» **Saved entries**
=== Section Start ===

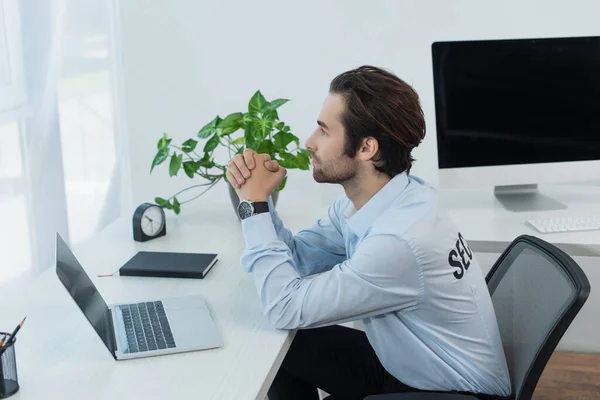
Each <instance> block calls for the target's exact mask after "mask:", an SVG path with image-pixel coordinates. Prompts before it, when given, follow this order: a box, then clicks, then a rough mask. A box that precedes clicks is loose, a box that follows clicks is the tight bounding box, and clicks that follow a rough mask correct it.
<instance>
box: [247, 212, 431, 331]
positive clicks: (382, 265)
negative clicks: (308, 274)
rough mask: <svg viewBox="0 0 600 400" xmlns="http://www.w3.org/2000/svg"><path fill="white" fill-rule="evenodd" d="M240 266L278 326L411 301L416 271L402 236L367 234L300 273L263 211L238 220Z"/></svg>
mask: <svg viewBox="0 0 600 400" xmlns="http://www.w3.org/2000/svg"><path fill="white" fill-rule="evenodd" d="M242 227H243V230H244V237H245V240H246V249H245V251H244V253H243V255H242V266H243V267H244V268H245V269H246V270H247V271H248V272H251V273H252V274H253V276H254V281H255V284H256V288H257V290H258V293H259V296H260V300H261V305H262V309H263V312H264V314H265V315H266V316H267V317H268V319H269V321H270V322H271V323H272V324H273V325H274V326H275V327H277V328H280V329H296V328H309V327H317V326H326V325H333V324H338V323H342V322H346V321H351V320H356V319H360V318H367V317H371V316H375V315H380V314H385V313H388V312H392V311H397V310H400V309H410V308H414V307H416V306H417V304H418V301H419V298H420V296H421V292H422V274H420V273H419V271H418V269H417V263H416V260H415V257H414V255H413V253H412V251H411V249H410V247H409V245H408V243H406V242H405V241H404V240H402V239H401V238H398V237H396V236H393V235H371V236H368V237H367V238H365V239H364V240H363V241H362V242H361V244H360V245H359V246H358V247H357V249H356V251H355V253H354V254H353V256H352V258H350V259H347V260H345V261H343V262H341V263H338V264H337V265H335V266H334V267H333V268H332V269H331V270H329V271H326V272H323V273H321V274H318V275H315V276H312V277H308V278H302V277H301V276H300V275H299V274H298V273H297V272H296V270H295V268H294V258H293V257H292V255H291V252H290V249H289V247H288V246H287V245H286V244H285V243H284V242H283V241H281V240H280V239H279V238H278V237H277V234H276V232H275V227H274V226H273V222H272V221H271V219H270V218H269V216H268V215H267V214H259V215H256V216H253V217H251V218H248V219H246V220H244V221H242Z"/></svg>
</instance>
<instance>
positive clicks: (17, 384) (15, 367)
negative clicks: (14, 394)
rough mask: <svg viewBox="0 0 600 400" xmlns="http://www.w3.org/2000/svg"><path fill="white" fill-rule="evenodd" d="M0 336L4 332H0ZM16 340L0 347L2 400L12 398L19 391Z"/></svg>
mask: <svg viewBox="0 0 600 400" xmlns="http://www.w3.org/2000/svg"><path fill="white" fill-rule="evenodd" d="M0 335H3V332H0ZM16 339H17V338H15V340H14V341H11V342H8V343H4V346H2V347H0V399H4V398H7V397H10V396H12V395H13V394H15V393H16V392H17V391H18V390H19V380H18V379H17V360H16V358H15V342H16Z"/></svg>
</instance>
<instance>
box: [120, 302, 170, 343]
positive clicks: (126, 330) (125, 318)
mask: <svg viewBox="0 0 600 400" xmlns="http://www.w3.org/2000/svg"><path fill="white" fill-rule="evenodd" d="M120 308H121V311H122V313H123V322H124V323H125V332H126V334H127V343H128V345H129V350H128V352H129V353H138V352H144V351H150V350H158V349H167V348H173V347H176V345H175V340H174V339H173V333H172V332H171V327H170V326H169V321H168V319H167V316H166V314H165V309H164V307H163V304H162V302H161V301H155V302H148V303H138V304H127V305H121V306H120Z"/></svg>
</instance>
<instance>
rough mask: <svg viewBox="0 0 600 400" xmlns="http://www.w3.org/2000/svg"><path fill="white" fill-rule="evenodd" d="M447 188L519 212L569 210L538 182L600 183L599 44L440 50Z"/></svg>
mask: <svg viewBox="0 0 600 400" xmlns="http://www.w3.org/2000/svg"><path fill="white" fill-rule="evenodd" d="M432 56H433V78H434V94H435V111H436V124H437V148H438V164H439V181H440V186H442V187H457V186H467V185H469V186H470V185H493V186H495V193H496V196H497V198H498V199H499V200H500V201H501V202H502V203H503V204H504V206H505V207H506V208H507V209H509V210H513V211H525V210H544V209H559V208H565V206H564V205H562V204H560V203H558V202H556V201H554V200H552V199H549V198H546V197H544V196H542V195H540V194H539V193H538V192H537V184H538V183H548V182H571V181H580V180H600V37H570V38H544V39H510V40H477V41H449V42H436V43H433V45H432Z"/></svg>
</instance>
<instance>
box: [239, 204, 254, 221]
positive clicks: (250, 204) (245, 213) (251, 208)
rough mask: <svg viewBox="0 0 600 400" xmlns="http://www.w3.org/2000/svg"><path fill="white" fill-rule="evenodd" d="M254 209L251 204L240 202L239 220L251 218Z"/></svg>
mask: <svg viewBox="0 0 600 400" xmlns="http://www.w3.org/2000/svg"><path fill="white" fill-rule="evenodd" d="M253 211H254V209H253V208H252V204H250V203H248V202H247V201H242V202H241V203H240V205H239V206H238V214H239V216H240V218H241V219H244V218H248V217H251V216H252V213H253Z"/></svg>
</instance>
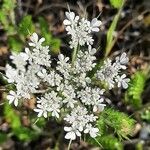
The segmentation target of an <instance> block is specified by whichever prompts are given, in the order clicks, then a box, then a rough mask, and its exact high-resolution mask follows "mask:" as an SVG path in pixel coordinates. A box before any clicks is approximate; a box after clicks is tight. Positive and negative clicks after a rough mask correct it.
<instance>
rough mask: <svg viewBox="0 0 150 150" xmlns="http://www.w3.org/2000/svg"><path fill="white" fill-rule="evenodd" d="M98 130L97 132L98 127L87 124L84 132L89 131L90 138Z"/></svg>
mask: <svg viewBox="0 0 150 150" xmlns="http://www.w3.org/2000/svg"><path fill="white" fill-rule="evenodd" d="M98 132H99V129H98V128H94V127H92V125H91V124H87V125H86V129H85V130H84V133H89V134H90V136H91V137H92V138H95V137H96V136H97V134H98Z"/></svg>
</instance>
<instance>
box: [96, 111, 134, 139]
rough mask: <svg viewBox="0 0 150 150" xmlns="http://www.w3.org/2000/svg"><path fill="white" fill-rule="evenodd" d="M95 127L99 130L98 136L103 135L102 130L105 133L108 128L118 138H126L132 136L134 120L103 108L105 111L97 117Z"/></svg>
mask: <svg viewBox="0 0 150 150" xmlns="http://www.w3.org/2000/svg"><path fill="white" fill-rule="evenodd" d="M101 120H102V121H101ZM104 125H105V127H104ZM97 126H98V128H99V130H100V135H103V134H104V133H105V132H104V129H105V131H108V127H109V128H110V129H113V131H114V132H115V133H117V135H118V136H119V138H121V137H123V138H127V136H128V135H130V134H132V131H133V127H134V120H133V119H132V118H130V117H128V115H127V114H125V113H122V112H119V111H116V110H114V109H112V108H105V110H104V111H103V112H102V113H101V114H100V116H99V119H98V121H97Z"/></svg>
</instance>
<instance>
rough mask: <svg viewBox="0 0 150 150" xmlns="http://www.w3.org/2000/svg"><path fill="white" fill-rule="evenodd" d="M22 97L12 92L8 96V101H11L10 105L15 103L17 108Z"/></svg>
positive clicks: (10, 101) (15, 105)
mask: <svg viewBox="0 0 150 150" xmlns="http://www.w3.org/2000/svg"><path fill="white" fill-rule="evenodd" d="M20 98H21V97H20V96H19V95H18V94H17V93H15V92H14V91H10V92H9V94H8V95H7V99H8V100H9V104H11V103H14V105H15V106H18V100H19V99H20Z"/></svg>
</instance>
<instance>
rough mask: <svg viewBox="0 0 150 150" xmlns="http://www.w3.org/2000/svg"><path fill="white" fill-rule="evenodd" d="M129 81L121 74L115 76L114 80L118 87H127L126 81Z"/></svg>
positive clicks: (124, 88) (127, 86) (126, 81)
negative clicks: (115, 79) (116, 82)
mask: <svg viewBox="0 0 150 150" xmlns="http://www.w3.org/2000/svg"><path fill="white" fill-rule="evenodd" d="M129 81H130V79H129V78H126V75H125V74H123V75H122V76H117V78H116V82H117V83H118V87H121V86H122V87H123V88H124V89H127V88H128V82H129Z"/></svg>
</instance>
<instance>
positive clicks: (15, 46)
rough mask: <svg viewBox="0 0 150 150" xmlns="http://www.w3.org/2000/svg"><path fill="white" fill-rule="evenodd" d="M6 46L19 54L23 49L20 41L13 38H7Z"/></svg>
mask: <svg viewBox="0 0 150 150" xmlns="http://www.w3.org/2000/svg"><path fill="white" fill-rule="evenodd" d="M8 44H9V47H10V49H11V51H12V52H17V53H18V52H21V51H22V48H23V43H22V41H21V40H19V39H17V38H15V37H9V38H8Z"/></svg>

=== Section End ===
=== Section Start ===

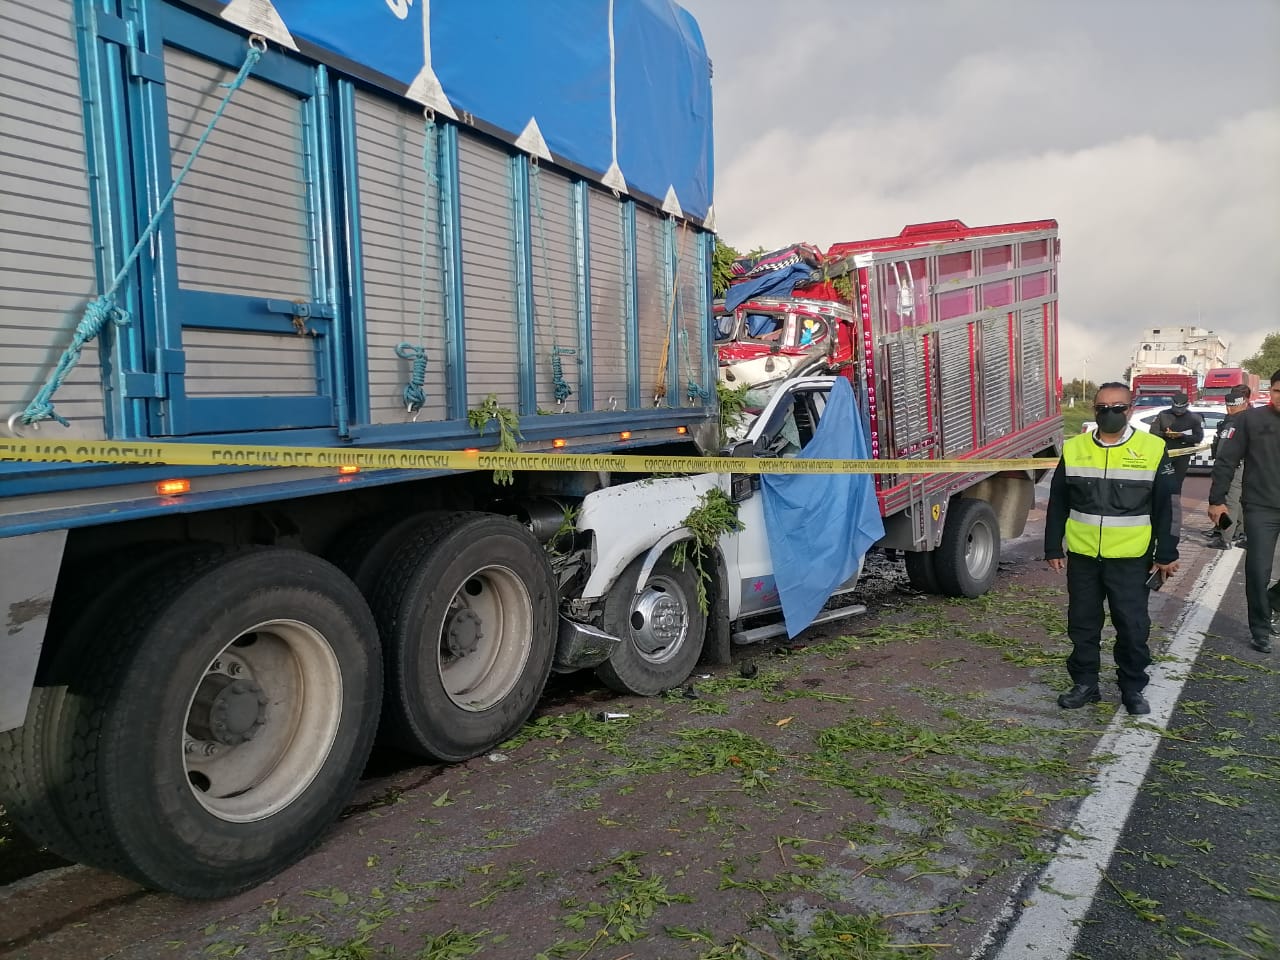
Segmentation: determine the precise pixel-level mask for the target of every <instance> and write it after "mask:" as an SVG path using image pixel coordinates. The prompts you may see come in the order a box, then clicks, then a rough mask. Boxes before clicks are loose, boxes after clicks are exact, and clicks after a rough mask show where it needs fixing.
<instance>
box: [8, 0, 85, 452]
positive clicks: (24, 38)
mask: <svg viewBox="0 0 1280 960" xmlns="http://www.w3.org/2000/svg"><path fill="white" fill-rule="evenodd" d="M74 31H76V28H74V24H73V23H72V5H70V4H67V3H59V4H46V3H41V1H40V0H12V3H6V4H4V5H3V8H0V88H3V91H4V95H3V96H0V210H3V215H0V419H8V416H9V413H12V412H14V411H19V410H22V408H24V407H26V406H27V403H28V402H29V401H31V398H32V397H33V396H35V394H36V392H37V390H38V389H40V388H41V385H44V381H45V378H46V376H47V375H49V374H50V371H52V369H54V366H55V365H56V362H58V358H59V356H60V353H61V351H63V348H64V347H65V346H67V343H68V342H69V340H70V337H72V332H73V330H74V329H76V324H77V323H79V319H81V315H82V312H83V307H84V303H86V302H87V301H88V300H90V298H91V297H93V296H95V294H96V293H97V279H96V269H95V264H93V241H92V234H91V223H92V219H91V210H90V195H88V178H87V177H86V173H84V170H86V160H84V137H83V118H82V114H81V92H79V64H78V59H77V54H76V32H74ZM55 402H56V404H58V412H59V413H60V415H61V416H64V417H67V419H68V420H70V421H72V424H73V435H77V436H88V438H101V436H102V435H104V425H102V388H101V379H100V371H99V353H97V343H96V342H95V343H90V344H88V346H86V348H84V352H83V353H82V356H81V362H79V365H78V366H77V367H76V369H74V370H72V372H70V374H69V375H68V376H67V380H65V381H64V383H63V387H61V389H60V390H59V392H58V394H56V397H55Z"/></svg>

=== Section End ===
=== Section Start ===

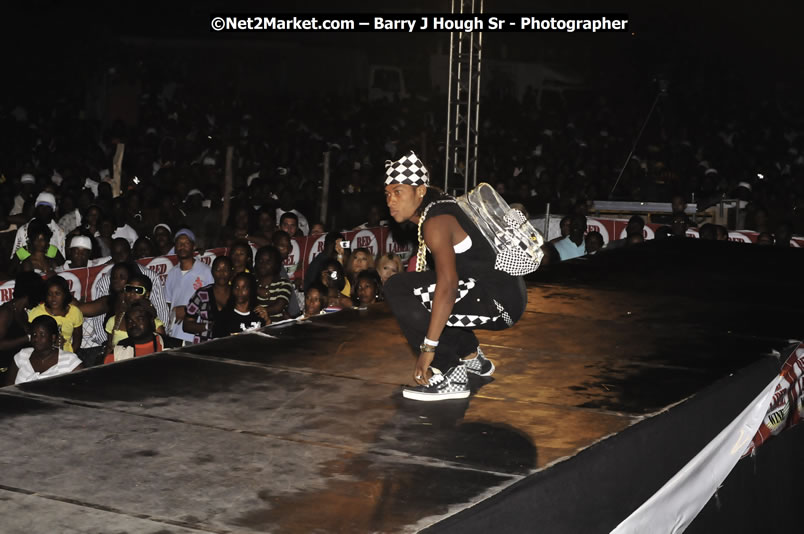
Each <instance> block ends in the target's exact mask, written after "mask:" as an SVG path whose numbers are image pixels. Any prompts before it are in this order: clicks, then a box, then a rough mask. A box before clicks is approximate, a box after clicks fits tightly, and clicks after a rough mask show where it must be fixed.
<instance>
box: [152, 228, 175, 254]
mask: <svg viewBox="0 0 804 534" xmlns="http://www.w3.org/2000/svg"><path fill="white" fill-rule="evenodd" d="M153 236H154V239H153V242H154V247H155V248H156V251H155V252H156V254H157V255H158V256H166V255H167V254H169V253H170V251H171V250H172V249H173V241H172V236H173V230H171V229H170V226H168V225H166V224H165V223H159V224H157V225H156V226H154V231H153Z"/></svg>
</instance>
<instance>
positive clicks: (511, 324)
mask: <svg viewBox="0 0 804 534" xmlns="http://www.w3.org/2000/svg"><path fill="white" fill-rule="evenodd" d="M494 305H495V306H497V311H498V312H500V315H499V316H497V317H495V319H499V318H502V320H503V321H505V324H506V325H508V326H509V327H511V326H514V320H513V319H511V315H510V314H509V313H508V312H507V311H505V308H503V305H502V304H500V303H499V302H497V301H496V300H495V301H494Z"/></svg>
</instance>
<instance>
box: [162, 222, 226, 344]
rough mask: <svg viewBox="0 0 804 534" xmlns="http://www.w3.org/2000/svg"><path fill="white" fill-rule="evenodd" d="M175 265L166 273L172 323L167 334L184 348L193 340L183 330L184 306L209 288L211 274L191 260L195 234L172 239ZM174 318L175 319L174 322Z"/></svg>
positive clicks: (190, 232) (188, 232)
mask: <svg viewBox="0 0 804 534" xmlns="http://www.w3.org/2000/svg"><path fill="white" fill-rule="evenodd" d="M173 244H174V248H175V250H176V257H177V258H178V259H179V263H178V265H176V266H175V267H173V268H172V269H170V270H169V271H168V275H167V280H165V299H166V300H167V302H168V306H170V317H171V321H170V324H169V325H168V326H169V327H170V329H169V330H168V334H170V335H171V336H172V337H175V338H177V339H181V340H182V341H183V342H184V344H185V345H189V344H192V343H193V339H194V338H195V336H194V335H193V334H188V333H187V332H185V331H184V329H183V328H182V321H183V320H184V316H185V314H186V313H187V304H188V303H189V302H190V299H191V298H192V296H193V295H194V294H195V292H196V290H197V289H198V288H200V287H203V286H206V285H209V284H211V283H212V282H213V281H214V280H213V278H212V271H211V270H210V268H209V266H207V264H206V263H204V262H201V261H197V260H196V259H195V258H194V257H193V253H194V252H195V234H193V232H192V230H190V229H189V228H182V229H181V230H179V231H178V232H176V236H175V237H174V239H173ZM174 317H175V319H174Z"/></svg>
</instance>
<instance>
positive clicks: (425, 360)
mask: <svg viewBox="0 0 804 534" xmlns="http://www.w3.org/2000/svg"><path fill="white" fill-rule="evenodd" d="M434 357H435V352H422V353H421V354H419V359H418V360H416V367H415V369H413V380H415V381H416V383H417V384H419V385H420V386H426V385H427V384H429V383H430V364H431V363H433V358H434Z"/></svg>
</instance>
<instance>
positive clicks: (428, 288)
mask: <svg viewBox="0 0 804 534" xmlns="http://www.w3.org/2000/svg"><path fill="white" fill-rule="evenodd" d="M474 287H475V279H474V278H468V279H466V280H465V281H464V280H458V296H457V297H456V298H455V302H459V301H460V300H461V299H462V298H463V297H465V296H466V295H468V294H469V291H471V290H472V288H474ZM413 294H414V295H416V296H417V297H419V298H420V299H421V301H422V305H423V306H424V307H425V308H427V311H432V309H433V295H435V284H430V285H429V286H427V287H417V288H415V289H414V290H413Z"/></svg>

=== Section End ===

» **WHAT IS NEEDED**
From the records above, transcribe exactly the run of lines that opens with the line holding "Each <instance> block calls" and closes with the line holding "negative clicks: (308, 274)", both included.

» **SOLUTION TO THIS PROBLEM**
Each <instance> block calls for the target's exact mask after "mask:", an SVG path with image-pixel coordinates. Prompts before it, when given, follow this order: a box, then clicks, then a rough mask. A box that precedes clicks is loose, a box that follows clicks is the tight bounding box, and clicks that follow a rough mask correct it.
<instance>
box: [247, 212, 431, 331]
positive clicks: (382, 265)
negative clicks: (308, 274)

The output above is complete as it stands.